§ **DO THIS**:
Rewrite the material starting at the line containing "table leg and report the pixel coordinates." and ending at the line containing "(1274, 177)", changing "photo" to "image" and leaving everything else unchanged.

§ **DATA SUPPLIED**:
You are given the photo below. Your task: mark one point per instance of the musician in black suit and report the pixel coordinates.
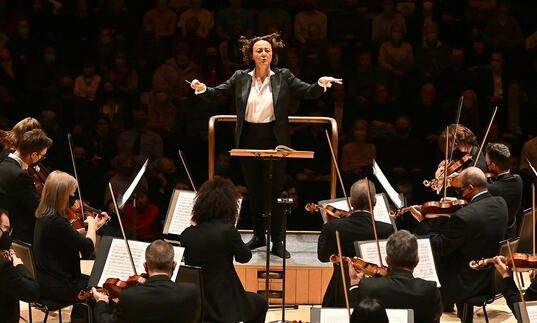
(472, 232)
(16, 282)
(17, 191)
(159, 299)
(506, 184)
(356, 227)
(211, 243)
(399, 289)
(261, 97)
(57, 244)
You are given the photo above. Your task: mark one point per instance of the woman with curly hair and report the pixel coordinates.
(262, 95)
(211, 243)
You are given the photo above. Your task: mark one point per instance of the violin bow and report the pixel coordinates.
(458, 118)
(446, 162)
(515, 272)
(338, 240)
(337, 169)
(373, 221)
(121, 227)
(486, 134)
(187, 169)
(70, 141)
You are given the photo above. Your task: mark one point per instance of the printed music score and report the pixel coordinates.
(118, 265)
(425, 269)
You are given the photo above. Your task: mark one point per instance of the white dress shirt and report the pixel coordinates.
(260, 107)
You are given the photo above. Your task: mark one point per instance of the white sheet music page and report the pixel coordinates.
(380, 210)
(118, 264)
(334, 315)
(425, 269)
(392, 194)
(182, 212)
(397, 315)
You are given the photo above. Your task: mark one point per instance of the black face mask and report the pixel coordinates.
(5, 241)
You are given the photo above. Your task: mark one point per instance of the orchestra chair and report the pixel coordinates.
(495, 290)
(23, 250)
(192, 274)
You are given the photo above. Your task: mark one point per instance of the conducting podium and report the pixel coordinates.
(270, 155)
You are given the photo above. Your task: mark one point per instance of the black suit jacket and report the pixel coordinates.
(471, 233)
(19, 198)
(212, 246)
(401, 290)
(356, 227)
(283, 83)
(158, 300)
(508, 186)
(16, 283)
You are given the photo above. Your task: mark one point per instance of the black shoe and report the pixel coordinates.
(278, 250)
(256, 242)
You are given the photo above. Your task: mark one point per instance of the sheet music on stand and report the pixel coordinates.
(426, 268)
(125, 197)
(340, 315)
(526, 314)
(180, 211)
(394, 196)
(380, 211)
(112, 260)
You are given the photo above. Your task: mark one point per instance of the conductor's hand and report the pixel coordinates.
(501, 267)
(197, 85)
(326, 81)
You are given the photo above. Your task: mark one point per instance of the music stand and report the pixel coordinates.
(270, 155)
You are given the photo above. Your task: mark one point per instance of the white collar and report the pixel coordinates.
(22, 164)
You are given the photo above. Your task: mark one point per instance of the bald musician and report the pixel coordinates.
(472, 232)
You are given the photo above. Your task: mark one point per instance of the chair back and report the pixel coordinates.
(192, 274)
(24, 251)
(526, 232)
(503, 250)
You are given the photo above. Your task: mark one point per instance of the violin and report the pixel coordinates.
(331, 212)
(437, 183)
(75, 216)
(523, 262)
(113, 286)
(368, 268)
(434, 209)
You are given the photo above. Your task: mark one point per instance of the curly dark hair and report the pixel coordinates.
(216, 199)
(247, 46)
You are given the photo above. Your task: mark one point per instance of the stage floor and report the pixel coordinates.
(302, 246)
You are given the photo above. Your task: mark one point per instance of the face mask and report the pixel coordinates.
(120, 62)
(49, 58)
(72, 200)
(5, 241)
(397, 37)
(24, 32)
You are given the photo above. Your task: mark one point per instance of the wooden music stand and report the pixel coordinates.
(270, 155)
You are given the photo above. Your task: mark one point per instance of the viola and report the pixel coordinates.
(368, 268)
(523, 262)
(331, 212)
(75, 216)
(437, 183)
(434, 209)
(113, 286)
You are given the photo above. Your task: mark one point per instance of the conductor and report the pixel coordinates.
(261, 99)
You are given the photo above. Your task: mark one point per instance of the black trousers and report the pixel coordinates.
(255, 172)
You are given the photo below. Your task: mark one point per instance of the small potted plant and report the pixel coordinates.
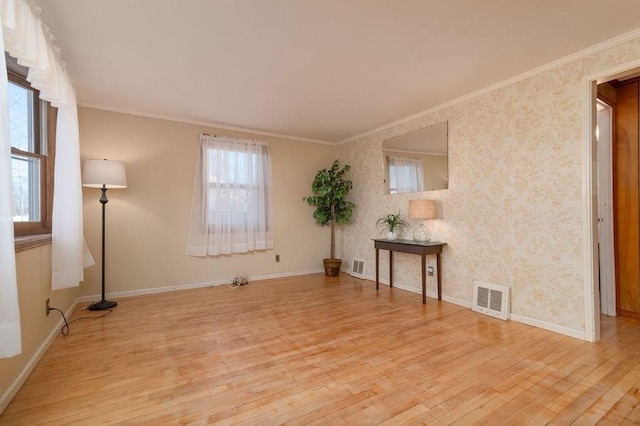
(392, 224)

==

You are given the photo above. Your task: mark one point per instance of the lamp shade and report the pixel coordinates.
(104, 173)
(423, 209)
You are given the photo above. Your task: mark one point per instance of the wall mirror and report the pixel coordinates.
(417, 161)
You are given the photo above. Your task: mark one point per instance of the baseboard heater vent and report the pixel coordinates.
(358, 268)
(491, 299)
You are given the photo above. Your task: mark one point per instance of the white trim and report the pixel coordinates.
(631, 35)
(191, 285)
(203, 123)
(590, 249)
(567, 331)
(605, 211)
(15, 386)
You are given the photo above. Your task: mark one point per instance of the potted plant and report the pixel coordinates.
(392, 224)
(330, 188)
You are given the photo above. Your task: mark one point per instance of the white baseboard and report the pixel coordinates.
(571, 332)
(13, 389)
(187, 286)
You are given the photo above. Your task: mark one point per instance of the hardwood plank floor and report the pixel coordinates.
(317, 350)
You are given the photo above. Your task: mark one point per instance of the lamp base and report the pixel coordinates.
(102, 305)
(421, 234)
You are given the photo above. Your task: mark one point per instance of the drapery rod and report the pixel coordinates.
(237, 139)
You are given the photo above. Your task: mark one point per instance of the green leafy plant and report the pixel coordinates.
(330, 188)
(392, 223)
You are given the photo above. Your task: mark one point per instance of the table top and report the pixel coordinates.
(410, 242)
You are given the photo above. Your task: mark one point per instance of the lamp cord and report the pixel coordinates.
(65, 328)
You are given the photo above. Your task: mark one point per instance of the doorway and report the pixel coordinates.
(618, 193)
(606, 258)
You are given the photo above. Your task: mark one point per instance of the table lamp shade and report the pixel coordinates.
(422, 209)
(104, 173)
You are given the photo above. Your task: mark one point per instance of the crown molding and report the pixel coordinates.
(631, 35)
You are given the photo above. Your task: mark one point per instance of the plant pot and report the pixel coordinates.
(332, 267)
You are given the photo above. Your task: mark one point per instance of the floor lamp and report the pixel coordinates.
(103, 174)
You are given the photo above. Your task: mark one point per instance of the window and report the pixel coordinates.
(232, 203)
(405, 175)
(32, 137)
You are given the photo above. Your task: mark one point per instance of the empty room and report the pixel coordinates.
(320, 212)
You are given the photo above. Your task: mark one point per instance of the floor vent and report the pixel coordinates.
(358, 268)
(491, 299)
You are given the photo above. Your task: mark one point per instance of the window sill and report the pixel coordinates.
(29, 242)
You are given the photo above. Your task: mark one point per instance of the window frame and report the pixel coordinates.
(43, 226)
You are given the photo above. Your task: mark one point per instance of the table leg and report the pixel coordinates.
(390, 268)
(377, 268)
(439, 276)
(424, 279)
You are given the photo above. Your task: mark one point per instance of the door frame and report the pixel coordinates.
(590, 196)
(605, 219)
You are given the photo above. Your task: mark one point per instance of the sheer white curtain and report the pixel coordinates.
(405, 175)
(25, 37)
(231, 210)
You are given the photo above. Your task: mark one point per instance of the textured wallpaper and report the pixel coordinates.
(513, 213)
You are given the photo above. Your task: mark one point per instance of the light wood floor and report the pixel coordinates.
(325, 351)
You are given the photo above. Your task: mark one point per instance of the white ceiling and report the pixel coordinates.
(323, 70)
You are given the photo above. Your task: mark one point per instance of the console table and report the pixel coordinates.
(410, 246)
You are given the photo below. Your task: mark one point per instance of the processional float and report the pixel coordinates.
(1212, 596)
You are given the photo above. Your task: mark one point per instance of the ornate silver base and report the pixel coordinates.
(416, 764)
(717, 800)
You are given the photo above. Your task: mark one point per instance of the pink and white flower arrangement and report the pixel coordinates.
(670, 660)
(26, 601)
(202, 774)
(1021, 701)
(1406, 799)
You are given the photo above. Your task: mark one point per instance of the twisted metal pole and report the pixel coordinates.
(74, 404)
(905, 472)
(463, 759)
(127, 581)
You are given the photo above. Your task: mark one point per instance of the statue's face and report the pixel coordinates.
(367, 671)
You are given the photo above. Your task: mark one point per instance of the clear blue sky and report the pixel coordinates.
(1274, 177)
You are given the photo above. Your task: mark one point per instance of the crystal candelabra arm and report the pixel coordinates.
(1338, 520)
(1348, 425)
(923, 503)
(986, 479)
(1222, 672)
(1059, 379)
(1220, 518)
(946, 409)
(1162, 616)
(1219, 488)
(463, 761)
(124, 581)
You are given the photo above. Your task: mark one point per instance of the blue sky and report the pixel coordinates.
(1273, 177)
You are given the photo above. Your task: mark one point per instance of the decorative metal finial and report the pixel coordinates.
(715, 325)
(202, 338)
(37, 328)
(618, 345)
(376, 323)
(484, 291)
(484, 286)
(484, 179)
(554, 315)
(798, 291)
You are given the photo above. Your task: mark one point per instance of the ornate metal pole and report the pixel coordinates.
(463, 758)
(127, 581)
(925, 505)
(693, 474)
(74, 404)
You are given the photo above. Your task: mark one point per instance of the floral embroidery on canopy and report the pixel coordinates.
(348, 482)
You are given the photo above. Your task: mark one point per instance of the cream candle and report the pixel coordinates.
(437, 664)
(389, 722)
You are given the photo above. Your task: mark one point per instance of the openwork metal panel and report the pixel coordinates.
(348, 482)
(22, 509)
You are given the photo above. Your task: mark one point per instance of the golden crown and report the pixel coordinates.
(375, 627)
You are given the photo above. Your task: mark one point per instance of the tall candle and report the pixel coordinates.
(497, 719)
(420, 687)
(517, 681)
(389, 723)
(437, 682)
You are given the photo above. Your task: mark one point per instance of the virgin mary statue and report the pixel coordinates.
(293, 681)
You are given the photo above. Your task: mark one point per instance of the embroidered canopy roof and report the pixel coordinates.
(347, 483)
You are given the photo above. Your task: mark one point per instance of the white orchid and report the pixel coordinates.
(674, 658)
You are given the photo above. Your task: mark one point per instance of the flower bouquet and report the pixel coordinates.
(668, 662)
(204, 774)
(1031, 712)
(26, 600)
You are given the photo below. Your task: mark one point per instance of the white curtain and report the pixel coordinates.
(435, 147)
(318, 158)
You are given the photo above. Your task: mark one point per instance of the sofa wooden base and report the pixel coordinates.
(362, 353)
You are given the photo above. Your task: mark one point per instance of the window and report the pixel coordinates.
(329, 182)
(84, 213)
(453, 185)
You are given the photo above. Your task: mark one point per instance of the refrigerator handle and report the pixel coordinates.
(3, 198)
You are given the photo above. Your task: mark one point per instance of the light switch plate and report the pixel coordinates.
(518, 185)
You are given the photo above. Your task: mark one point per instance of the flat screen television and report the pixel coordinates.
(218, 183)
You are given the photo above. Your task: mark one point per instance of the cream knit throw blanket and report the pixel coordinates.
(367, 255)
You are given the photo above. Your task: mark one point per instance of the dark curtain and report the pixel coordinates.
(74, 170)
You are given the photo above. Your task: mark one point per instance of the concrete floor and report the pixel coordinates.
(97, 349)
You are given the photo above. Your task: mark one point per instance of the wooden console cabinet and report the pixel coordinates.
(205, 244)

...

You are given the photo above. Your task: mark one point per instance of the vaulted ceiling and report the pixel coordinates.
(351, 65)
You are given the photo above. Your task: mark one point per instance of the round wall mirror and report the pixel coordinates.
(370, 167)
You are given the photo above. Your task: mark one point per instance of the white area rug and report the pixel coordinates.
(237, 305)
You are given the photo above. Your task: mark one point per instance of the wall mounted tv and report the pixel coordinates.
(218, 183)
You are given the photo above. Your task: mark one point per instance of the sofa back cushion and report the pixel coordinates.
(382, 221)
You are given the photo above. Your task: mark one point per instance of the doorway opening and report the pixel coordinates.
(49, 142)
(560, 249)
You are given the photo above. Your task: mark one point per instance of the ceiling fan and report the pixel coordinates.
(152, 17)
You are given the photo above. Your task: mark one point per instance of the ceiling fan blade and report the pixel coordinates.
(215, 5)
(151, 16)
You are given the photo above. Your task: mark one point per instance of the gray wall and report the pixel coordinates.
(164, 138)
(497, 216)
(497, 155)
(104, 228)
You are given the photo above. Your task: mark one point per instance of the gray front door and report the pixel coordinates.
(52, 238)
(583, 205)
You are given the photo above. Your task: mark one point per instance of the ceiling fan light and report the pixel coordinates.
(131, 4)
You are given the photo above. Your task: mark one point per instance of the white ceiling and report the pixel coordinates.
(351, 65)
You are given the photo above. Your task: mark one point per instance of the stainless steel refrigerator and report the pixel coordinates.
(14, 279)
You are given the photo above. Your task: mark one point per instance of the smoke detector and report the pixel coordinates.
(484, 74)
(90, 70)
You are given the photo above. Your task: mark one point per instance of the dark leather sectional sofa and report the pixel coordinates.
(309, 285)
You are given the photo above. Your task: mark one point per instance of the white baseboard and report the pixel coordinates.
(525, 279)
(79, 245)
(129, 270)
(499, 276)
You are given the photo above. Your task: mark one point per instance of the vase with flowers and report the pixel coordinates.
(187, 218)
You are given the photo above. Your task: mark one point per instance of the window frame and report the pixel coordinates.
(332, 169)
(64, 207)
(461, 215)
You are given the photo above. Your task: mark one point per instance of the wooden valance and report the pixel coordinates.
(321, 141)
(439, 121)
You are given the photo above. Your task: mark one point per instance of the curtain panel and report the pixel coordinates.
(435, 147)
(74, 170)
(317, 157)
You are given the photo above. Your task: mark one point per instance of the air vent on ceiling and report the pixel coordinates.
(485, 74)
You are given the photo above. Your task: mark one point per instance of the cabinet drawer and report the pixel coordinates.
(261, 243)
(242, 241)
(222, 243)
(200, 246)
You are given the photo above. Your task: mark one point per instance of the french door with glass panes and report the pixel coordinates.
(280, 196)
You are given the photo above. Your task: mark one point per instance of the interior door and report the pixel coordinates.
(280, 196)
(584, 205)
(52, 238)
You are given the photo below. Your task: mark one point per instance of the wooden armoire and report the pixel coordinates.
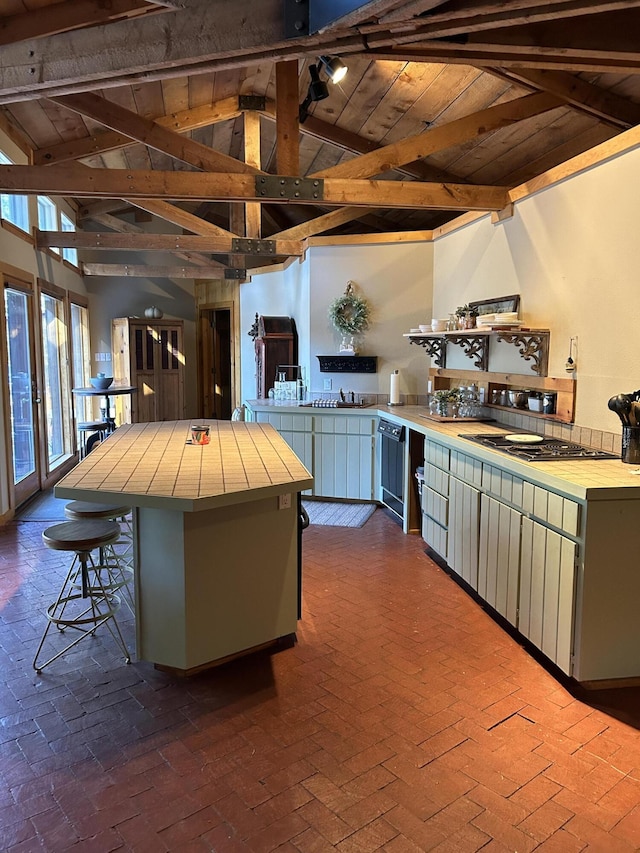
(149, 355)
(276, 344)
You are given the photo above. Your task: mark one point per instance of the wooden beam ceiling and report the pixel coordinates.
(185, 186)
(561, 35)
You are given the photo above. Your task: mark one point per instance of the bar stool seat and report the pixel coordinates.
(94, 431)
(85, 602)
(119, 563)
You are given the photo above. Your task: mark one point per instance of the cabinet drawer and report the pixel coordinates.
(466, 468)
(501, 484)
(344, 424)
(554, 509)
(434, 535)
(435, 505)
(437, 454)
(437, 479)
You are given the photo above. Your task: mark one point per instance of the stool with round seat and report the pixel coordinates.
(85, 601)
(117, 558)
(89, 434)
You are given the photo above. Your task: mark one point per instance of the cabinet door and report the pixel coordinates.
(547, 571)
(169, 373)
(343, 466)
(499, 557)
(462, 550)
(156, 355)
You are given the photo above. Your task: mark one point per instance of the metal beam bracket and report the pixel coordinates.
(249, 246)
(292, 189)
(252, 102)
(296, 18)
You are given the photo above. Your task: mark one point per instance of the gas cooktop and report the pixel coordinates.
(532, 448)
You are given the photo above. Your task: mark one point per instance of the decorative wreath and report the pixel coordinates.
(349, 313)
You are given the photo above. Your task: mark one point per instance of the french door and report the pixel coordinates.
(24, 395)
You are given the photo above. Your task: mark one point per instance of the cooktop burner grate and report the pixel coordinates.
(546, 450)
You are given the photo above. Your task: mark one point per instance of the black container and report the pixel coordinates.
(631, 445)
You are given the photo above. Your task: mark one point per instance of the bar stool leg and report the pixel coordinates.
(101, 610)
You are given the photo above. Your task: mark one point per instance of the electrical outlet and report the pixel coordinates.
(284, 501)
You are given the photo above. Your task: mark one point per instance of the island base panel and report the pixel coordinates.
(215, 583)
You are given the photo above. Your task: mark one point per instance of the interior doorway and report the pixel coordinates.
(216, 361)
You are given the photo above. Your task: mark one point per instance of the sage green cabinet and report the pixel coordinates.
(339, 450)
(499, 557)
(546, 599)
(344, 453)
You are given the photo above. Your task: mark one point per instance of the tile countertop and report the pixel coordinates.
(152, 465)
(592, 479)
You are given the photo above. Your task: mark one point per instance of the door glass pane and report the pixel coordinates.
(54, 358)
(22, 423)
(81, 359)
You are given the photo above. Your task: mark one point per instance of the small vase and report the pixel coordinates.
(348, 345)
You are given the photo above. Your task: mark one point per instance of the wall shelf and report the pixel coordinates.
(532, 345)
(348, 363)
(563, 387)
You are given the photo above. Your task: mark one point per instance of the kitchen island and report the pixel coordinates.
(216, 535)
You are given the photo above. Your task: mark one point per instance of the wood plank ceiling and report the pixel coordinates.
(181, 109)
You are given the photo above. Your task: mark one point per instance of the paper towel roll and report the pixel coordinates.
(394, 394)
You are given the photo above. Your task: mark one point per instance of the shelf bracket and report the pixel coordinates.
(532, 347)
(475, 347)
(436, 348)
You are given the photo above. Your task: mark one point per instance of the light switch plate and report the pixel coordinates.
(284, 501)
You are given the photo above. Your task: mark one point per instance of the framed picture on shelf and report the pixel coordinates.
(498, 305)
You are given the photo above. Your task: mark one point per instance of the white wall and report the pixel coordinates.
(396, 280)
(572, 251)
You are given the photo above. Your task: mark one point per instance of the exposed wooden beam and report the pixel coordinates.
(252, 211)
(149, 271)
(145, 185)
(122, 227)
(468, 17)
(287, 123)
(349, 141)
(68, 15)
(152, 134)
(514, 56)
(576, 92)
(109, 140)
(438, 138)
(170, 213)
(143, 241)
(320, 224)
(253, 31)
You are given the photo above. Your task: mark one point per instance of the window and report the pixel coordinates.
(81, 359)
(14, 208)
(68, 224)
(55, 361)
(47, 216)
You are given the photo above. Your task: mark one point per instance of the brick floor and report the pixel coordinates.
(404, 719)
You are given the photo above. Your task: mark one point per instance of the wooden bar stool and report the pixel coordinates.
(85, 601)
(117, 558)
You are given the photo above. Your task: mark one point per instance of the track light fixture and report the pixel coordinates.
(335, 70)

§ **EXPECTED ANSWER**:
You are given the image above. Your task: mark one point per instance of the table leg and report the pixel coordinates.
(390, 268)
(377, 268)
(439, 276)
(424, 279)
You are given the image above. Your task: mark one point per instance of the door frame and report the pixel coordinates.
(590, 196)
(605, 219)
You are given the image above. Your task: mark one point per instance of the sheer white curtain and report the pixel coordinates.
(405, 175)
(25, 37)
(231, 210)
You are given the image above. Your task: mark one point per instance of the textured wallpaper and report the pixel coordinates.
(513, 213)
You are given the image above. Your task: mark one point per instance of the light wood floor and report the pixel coordinates.
(325, 351)
You are given the image above. Your task: mark one point per instance of the white ceiling and report the pixel coordinates.
(323, 70)
You are given the image above. Your task: mark one point per instance of the console table and report the pixel coordinates.
(410, 246)
You are given the image below. Your task: mark one point per instance of the processional float and report the pixel coordinates.
(1212, 596)
You are given the image above. Your task: mark one point per instance of the ornate silver base and report the pixel coordinates.
(416, 764)
(717, 800)
You are given the image above. Your task: mark one point per instance of the pink and white flower arrangement and report the pixel coordinates.
(670, 660)
(26, 601)
(202, 774)
(1021, 701)
(1406, 799)
You are given the image above. Your task: mark one point per instance of the twisted metal pole and report the pixel coordinates.
(74, 404)
(905, 472)
(463, 759)
(127, 581)
You are given the image above. Your task: mark one point per instance of the statue's face and report the pixel coordinates.
(367, 671)
You are given the image above. Your task: mark one point per instance of the clear blue sky and report the pixel coordinates.
(1274, 177)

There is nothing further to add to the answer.